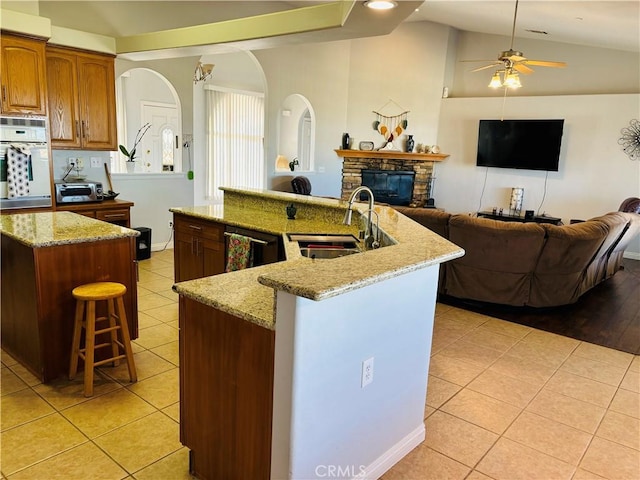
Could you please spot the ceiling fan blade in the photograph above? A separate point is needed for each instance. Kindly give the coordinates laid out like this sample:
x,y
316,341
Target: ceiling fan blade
x,y
522,68
493,65
544,63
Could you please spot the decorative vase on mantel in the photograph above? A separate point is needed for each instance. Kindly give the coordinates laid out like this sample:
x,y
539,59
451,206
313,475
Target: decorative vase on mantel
x,y
409,144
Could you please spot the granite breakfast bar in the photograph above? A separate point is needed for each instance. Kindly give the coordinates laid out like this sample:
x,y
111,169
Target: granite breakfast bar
x,y
44,256
304,368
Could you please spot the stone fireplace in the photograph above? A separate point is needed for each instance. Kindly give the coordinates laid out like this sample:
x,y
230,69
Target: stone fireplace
x,y
354,161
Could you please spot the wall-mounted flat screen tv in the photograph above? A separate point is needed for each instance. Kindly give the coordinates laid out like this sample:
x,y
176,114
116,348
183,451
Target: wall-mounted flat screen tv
x,y
524,144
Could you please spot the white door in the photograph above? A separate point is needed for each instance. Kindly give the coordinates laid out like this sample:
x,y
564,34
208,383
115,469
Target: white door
x,y
161,147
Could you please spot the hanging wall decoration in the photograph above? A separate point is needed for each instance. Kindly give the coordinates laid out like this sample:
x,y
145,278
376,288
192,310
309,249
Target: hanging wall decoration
x,y
630,139
390,126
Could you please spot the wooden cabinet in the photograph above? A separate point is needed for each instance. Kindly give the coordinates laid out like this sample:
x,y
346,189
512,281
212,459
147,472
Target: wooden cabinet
x,y
23,75
81,92
37,304
199,248
112,211
226,393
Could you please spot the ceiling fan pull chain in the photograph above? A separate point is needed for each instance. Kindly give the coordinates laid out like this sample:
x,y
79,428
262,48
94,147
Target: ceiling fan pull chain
x,y
513,31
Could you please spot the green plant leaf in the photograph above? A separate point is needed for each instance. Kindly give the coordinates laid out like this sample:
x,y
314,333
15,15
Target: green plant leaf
x,y
124,150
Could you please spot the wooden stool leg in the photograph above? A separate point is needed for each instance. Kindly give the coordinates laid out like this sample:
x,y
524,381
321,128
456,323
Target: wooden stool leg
x,y
89,347
115,350
75,345
126,340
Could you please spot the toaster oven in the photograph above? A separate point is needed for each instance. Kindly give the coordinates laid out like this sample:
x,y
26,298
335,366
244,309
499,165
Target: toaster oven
x,y
78,192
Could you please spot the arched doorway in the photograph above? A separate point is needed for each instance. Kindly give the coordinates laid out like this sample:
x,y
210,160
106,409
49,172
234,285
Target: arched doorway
x,y
144,98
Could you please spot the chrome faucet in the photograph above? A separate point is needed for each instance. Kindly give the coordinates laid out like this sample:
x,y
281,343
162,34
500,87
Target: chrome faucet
x,y
370,241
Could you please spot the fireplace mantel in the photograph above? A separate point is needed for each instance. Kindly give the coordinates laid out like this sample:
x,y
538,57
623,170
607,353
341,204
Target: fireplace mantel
x,y
354,161
391,154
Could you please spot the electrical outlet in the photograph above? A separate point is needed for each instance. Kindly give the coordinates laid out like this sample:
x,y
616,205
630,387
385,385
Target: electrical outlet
x,y
367,372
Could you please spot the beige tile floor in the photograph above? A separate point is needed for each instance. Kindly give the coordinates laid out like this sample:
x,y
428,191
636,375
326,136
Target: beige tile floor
x,y
504,402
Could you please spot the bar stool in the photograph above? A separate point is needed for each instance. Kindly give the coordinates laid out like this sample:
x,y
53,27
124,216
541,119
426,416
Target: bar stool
x,y
86,297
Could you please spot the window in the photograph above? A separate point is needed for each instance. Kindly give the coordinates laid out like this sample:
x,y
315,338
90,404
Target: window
x,y
235,135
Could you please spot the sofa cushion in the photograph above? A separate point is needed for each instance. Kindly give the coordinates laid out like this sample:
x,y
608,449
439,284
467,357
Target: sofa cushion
x,y
596,271
569,249
614,257
499,260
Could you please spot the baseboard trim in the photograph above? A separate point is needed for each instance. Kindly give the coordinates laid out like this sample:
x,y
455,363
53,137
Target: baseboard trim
x,y
158,247
392,456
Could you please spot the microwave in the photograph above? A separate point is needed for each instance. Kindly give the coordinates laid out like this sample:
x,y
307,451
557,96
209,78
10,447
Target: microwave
x,y
78,192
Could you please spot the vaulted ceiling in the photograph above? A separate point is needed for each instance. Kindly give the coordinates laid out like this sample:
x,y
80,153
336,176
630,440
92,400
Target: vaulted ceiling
x,y
262,24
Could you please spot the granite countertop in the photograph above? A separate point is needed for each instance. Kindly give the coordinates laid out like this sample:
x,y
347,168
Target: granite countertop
x,y
249,294
48,229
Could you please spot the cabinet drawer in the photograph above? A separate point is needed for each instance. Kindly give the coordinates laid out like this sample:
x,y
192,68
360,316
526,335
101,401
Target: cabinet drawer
x,y
112,215
200,228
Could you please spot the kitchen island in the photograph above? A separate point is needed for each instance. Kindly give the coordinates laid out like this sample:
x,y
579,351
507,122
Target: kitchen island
x,y
44,256
308,368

▶ [INSTRUCTIONS TO FOLLOW] Quote every entry exactly, with the pictures omitted.

▶ [EXERCISE SOLUTION]
Could you please spot the ceiling fan blade in the photograph above? A separate point is needed for each instance. Kindly give the coordinates laid out like this sample:
x,y
316,341
Target: ceiling fan blade
x,y
522,68
493,65
544,63
Could you please spot the decorative vase on mantel in the photograph above? A separate point is needed for each instance. Kindly give the coordinates laid out like this sample:
x,y
539,59
451,206
313,475
Target: decorative vase on mantel
x,y
409,144
Could you please spot the granite breakfast bar in the photograph above? A separate point is needed for each instance. Kindly give the coordinates laid out like this sample:
x,y
111,169
Target: granite breakfast bar
x,y
44,256
304,368
Could you please spot the stone fireplace in the photograph above? A separate point is needed for each instance. Kindly give the coordinates laid out like this sample:
x,y
230,69
Target: stone fireplace
x,y
354,161
Could you please spot the wall-mounted flat screen tv in the photograph above? A separate point is needed for each instance. Kindly give the coordinates laid out like this sample:
x,y
176,114
116,348
183,451
Target: wall-mounted flat screen tv
x,y
524,144
Could you please spot the white door in the photograph above? A separate point is needed for each instance. Kindly give the coordinates laid out like this sample:
x,y
564,34
208,383
115,469
Target: white door
x,y
161,147
Could you please spot the hanging wall decoration in the photograph above? A separate point is needed for each instance. Kindly give the coordinates laid out like this sample:
x,y
145,278
376,288
192,310
309,249
Target: hanging wall decoration
x,y
630,139
390,126
Could you please spot the wooden cabinet in the photograph above? A separate point is needed for each instance. Kindly give the coordinates laid out like this sample:
x,y
346,189
512,281
212,459
147,472
Target: wooden cabinet
x,y
23,75
81,92
37,304
199,248
112,211
226,393
Could you please spot the ceiling fan pull chain in the photograph above? A separate point is needed for each instance. Kindly give the coordinates laid out like this sample:
x,y
79,428
262,48
94,147
Target: ceiling fan pull chain
x,y
513,31
Could you please spot the green plant leaf in the photograph above? A separate point is needed for each instance. Kindly give the coordinates laid out like this sample:
x,y
314,333
15,15
Target: green plant leaf
x,y
124,150
Could you please spot the wooden stool leg in the photograph above? A separate point is needed for each instance. Kindly give the coordinates laid out like this sample:
x,y
524,381
321,128
456,323
Target: wooden stool leg
x,y
89,347
115,350
75,345
126,340
Could you please spot the toaster oven in the photograph above? A separate point is needed for each instance. Kindly give the coordinates laid out like this sample:
x,y
26,298
335,366
244,309
499,165
Target: toaster oven
x,y
78,192
Could you please spot the arched doorway in the photograph above? A separate point is needed for each instance. Kindly give the coordinates laid out like this sample:
x,y
210,160
106,409
49,172
234,285
Target: arched doorway
x,y
144,98
Could you please spot the chrome faucet in the photograph above? A separate point is needed for each instance. Kindly give the coordinates laid out like this sample:
x,y
281,343
162,34
500,87
Target: chrome faucet
x,y
370,241
Could you please spot the fireplace mantel in the photograph above? A separate point is needed for each instance. Kindly give the coordinates laid out like this sample:
x,y
538,57
623,170
607,353
341,204
Target: fireplace mantel
x,y
354,161
391,154
Could you please spot the electrical outlet in the photograph above? A separate point is needed for each instance. Kindly give the coordinates laid out like this sample:
x,y
616,205
630,387
385,385
Target: electrical outlet
x,y
367,372
Could you please spot the beige tile floor in the photograph above? A separate point is needed for each instance. Kindly give the coordinates laid out like this sample:
x,y
428,191
636,375
326,136
Target: beige tile floor
x,y
504,402
Could you please spot the bar stool in the photograph above? A separate point is needed for each instance. Kindly give the coordinates laid out like this sample:
x,y
53,27
124,216
541,119
426,416
Target: bar stool
x,y
86,297
Could you please spot the window in the photograph above? A separate point is needed for each instance. Kindly give the coordinates laid out like this sample:
x,y
315,338
90,404
Target: window
x,y
235,135
Could you please spot the sofa cushion in the photograph above? A separate point is needed for each instance. Kindly give the coordinates laid out like this sample:
x,y
608,449
439,284
467,357
Target: sofa cushion
x,y
596,271
569,249
614,257
499,260
Could you please spot the baseboard trim in the photograph above? A separate point is needed for each instance. Kindly give the coordinates laid out like this sample:
x,y
455,363
53,137
Target: baseboard trim
x,y
158,247
392,456
Could you please spot the microwave in the photograph above? A separate point is needed for each instance. Kindly give the coordinates laid out like this sample:
x,y
307,451
557,96
209,78
10,447
Target: microwave
x,y
78,192
Could you please spot the vaulted ceiling in the photograph above? A separate point is needed for each instance. Kindly give the coordinates laid out like this sample:
x,y
80,153
336,176
630,440
92,400
Target: vaulted ceiling
x,y
262,24
Could you please spot the granite countertop in the photograph above? A separate point is needed for each instance. Kindly give the coordinates laid out like this sample:
x,y
347,168
Target: granite countertop
x,y
249,294
48,229
Could you please spot the cabinet drawer in the photograph above? A separate point is needed for each instance. Kindly give the coordinates laid out like this sample:
x,y
192,68
360,316
526,335
101,401
Target: cabinet drawer
x,y
112,215
200,228
Could you please spot the kitchen island in the photograph above? A separate point is needed for each instance. Kindly give the coordinates laid out like this sample:
x,y
579,351
507,122
Target: kitchen island
x,y
44,256
308,368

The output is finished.